REQUIRED WORK ::
The answer should be an exact repeat of the stretch of material below from the line containing "Target: lawn" through the line containing "Target: utility pole".
⁂
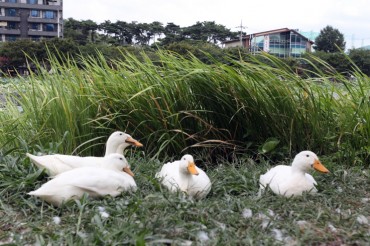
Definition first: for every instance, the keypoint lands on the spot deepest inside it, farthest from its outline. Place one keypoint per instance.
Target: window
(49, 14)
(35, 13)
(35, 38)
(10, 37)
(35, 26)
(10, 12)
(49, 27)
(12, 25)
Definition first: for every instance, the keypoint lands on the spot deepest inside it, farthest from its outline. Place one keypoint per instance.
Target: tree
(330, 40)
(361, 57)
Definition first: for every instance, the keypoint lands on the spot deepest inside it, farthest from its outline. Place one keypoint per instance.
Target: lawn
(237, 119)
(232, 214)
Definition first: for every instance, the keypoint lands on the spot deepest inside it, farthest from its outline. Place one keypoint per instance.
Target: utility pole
⁂
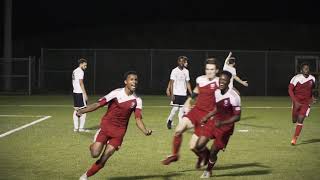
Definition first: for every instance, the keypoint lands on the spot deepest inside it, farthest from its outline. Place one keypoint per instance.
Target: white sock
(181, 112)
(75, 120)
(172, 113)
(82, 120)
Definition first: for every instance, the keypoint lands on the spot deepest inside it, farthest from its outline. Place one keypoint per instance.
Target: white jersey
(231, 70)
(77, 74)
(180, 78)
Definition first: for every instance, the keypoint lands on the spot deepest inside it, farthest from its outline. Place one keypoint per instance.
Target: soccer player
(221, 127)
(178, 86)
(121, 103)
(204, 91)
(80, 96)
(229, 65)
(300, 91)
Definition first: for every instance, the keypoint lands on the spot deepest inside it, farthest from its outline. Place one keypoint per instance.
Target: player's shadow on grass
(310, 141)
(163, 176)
⁂
WORKED SOLUTION ::
Target: lawn
(237, 119)
(232, 214)
Definition first: for every instance, the keypoint lands on the spot deepest inside it, farthest from its outline. Place one keypoint per instance.
Target: utility pole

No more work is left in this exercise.